▶ TASK GOAL
Copy every line of the data in which the word "part" occurs.

Saved entries

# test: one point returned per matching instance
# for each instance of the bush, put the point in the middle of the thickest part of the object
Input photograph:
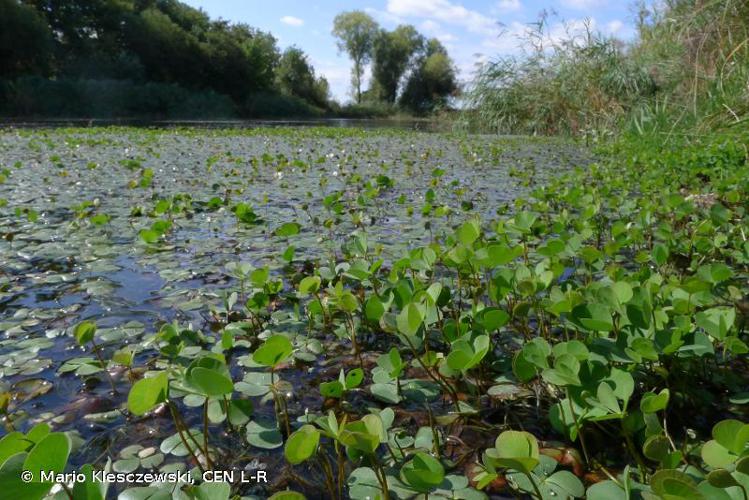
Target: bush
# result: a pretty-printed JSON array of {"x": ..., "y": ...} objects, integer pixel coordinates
[
  {"x": 67, "y": 98},
  {"x": 272, "y": 105}
]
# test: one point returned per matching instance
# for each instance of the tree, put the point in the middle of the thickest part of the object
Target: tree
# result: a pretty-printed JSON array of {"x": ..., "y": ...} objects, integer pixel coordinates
[
  {"x": 25, "y": 41},
  {"x": 433, "y": 81},
  {"x": 393, "y": 50},
  {"x": 296, "y": 76},
  {"x": 356, "y": 32}
]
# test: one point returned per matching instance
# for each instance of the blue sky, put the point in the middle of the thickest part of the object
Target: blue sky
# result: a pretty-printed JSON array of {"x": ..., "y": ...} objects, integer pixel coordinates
[{"x": 470, "y": 29}]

▶ RESPONSE TO THIS EXERCISE
# for each instance of the bush, put the point in the middle of the thickest part of the object
# for each instance of the tree, put the point in the middle of the thickest part of the object
# for each instance of the blue sky, put the point in the middle of the thickest part of the object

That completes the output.